> _What you should do_: Exact copies of all the lines below are required.

==================================================

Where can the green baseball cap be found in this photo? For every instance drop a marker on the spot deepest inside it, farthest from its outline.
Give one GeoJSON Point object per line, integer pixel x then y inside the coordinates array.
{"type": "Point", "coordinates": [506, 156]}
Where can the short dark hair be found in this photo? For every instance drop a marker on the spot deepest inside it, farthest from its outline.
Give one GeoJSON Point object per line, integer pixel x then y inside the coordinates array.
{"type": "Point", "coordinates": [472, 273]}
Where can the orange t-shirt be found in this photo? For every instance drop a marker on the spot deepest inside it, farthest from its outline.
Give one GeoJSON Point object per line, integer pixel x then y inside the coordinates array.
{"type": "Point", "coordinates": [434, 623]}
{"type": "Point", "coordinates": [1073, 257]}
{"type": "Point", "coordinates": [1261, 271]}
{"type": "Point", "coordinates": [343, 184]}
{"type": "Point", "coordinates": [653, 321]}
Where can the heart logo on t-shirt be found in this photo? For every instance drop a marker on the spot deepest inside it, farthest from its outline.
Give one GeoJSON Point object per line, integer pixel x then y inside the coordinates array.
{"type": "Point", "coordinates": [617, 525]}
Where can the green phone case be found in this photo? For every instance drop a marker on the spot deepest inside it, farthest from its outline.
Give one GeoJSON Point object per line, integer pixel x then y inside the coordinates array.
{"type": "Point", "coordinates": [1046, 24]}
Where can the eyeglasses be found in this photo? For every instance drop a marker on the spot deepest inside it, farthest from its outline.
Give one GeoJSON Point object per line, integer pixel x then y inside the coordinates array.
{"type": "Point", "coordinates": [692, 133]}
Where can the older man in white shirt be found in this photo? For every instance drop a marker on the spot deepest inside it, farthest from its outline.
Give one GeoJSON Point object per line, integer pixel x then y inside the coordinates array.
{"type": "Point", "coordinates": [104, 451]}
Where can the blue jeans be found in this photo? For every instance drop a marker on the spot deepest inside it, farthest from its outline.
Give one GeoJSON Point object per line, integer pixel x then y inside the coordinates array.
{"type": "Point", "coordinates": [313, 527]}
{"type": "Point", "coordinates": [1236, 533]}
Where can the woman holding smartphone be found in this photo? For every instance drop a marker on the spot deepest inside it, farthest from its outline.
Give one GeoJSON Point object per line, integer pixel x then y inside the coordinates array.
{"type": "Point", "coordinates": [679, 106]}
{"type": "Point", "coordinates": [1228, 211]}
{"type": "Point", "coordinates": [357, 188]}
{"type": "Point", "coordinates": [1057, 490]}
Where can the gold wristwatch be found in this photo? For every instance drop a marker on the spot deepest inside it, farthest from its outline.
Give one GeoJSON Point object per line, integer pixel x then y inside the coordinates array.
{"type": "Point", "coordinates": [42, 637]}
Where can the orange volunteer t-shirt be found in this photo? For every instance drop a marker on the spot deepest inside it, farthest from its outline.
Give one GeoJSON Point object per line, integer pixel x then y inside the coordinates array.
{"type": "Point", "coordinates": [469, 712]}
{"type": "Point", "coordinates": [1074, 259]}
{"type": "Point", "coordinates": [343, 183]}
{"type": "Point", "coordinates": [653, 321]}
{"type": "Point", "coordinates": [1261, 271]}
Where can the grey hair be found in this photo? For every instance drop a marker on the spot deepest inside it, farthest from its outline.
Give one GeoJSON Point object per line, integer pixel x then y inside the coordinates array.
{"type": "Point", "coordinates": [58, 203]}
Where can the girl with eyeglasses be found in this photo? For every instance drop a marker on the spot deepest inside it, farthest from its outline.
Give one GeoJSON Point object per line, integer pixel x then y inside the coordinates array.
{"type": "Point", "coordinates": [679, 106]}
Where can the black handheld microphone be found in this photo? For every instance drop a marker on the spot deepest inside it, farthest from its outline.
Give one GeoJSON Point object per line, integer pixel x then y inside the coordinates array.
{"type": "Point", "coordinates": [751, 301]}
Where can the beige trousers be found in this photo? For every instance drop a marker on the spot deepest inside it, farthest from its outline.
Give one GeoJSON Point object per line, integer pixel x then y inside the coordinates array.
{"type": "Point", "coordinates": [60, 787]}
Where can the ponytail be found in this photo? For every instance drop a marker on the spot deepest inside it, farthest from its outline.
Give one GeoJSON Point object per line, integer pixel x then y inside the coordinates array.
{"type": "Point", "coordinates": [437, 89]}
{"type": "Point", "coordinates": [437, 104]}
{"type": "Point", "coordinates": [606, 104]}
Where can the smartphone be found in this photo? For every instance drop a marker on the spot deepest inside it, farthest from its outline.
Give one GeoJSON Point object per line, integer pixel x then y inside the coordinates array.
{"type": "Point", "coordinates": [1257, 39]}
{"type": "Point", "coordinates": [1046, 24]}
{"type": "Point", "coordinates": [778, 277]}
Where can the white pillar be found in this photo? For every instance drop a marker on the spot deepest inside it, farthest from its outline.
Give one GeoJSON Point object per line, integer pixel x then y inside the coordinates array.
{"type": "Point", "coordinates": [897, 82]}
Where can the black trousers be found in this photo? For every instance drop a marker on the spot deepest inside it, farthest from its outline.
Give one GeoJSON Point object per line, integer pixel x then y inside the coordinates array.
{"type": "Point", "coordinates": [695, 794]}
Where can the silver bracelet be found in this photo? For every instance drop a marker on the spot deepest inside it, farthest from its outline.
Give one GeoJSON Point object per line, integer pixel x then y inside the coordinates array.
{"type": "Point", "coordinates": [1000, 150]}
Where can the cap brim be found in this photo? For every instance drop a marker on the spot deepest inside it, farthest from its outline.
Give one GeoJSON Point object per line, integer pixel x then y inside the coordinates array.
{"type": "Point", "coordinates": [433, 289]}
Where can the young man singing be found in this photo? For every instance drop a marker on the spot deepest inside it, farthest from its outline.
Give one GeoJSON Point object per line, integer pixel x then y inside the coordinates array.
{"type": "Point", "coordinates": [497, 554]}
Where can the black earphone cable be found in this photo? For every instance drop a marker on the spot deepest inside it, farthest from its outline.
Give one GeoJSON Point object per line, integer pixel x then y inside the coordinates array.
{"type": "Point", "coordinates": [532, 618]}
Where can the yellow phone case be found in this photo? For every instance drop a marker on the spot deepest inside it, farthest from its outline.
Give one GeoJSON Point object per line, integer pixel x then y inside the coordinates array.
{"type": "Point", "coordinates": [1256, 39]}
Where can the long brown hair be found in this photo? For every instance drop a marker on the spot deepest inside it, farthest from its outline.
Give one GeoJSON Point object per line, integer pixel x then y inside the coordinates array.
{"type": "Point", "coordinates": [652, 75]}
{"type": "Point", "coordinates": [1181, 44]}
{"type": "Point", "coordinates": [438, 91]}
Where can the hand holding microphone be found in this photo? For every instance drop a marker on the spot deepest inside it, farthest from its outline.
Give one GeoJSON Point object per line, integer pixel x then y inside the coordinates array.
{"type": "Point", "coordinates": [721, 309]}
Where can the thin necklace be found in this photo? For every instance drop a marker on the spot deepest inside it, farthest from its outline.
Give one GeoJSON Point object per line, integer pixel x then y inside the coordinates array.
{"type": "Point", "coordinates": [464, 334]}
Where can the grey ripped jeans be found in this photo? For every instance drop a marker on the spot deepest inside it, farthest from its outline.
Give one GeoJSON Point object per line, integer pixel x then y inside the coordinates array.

==================================================

> _Response box_:
Where can the green baseball cap be found in this photo? For every instance drop a marker on the spot deepest inside it, farthest from its outline.
Give one GeoJSON Point object per line, integer pixel x then y inside the coordinates array.
{"type": "Point", "coordinates": [506, 156]}
Where can the short dark hair be found in this photo? For every instance drop a marker on the spot deepest inside it, farthest from its outline.
Give one GeoJSON Point object per line, integer pixel x then y inside the coordinates array.
{"type": "Point", "coordinates": [472, 273]}
Where can the orange t-shirt be found in this photo? For every instance drop a marker on the spot deepest inside it, farthest from its outline.
Give one GeoJSON Point object per line, integer pixel x then y inside the coordinates array.
{"type": "Point", "coordinates": [434, 623]}
{"type": "Point", "coordinates": [1073, 257]}
{"type": "Point", "coordinates": [1261, 271]}
{"type": "Point", "coordinates": [343, 184]}
{"type": "Point", "coordinates": [653, 321]}
Where can the heart logo on t-shirt be found in this photo? For every instance drop a marker on the spot deepest inside it, farthest from its outline.
Give one GeoJSON Point object per line, integer pixel x then y inside the coordinates array.
{"type": "Point", "coordinates": [617, 525]}
Where can the green phone case be found in this photo? For every instance drop a marker on the spot deepest inside it, farthest from its outline.
Give one GeoJSON Point object per line, integer pixel x then y inside the coordinates array.
{"type": "Point", "coordinates": [1046, 24]}
Where can the eyeglasses be found in this photo? For every instance drop a marker on the spot deepest inside it, farthest from its outline.
Give one GeoJSON Point object per line, integer pixel x then y inside the coordinates array.
{"type": "Point", "coordinates": [692, 133]}
Where can the older man in white shirt be found in this photo? For every instance drop a marker on the spot deepest inside it, farthest from its outline.
Give one GeoJSON Point object per line, integer pixel x then y inside the coordinates array.
{"type": "Point", "coordinates": [104, 451]}
Where can the blue jeans be found in this photo? For every instance drop a marker on the spot deepest inside it, farthest from its outline.
Give one GeoJSON Point object per line, integer pixel x then y inside the coordinates array.
{"type": "Point", "coordinates": [313, 527]}
{"type": "Point", "coordinates": [1236, 533]}
Where can the woman holding smartphone be found in this photo? For every instance drop a marker on the spot deepest inside it, farthest from its outline.
Give one GeoJSON Point object per line, integer pixel x then y inside the coordinates array.
{"type": "Point", "coordinates": [679, 106]}
{"type": "Point", "coordinates": [1228, 211]}
{"type": "Point", "coordinates": [357, 188]}
{"type": "Point", "coordinates": [1057, 490]}
Where can the gold wristwatch be found in this photo? For every instance drop a marker on the spot deepest inside it, farthest from its outline.
Give one GeoJSON Point object per line, integer pixel x then y inside the coordinates array.
{"type": "Point", "coordinates": [42, 637]}
Where can the orange volunteer t-shirt be found in this photo? For every instance drop a marker on the spot deepest inside it, farthest from its outline.
Give one GeoJSON Point object per line, integer pixel x then y inside the coordinates array.
{"type": "Point", "coordinates": [469, 712]}
{"type": "Point", "coordinates": [1074, 259]}
{"type": "Point", "coordinates": [343, 183]}
{"type": "Point", "coordinates": [653, 321]}
{"type": "Point", "coordinates": [1261, 271]}
Where can the grey hair be found in this photo? For every instance drop a marker on the spot deepest inside it, farthest from its outline.
Give one GeoJSON Point object per line, integer pixel x then y inside the coordinates array.
{"type": "Point", "coordinates": [58, 203]}
Where can the girl with eyeglasses be found in this photo? For every instance drop a marker on the spot deepest inside it, farthest from its outline.
Give one GeoJSON Point object per line, integer pixel x then y inside the coordinates array.
{"type": "Point", "coordinates": [679, 106]}
Where can the black handheld microphone be found in this photo? For every instance drop a marker on the spot deepest inside it, farthest from its outline.
Give one GeoJSON Point object per line, integer pixel x then y inside the coordinates array.
{"type": "Point", "coordinates": [751, 301]}
Where can the beige trousers be found in this photo? For every instance drop a marker on the spot deepest inside it, farthest from its outline.
Give one GeoJSON Point object per line, integer pixel x then y inside the coordinates array.
{"type": "Point", "coordinates": [60, 787]}
Where can the ponytail be found in this photo? For every instance drop a marker on the spot deepest inside it, farthest from its outline.
Give one GeoJSON Point object per line, integer pixel x then y inside the coordinates array.
{"type": "Point", "coordinates": [437, 89]}
{"type": "Point", "coordinates": [437, 104]}
{"type": "Point", "coordinates": [606, 104]}
Where can the smartphone be found in this photo? For every instance drop a marker on the spot deepest inside it, farthest from its outline.
Give one GeoJSON Point object per line, integer pixel x then y inside the coordinates array.
{"type": "Point", "coordinates": [1257, 39]}
{"type": "Point", "coordinates": [1046, 24]}
{"type": "Point", "coordinates": [778, 277]}
Where can the white pillar be found in this photo? For every instance drop a marker on the spot deepest inside it, farthest from its outline.
Give one GeoJSON Point object per line, integer pixel x then y inside the coordinates array.
{"type": "Point", "coordinates": [897, 82]}
Where can the black trousers be found in this photo? For every instance drop a marker on the spot deepest inside it, farthest from its outline.
Give one GeoJSON Point object per line, integer pixel x then y inside the coordinates array.
{"type": "Point", "coordinates": [695, 794]}
Where can the silver bracelet be found in this photo? For every instance drop a marker on the spot deepest inside it, farthest from its outline.
Give one GeoJSON Point object per line, integer pixel x then y inside the coordinates array.
{"type": "Point", "coordinates": [1000, 150]}
Where can the cap brim be found in this photo? For every instance drop a marker on the spot deepest inside it, farthest from its outline.
Give one GeoJSON Point object per line, integer pixel x then y inside the coordinates array.
{"type": "Point", "coordinates": [433, 289]}
Where can the young man singing be found in this photo? For every instance drop a marker on the spot deepest inside it, farthest from its outline.
Give one GeoJSON Point object per line, integer pixel x then y inside the coordinates array.
{"type": "Point", "coordinates": [497, 554]}
Where can the black earphone cable be found in this photo? For every instance drop a marker on the spot deepest inside it, farthest from its outline.
Give one GeoJSON Point object per line, integer pixel x then y inside the coordinates array.
{"type": "Point", "coordinates": [532, 618]}
Where can the yellow phone case be found in this photo? For every instance drop a marker on the spot deepest inside it, farthest from its outline.
Give one GeoJSON Point object per line, integer pixel x then y inside the coordinates array.
{"type": "Point", "coordinates": [1256, 39]}
Where can the long brown hair be found in this photo? For every instance drop a marker on the spot deepest inside it, farthest from its outline.
Give one GeoJSON Point object per line, integer pixel x then y inside the coordinates array.
{"type": "Point", "coordinates": [652, 75]}
{"type": "Point", "coordinates": [1181, 44]}
{"type": "Point", "coordinates": [438, 91]}
Where can the hand holding microphone be found in this photo? For every instance drop a marker on the spot deepest inside it, farthest from its outline.
Give one GeoJSON Point object per line, integer pixel x then y inside the coordinates array.
{"type": "Point", "coordinates": [721, 309]}
Where can the thin necklace be found in this photo? For every instance drop a marker on the spot deepest inside it, farthest from its outline.
Give one GeoJSON Point object per line, integer pixel x then y inside the coordinates array.
{"type": "Point", "coordinates": [464, 334]}
Where can the grey ripped jeans be found in this photo? For every instance drop a marker on the spot deepest inside it, farthest from its outline.
Give one GeoJSON Point object per line, integer pixel x then y inside the coordinates array.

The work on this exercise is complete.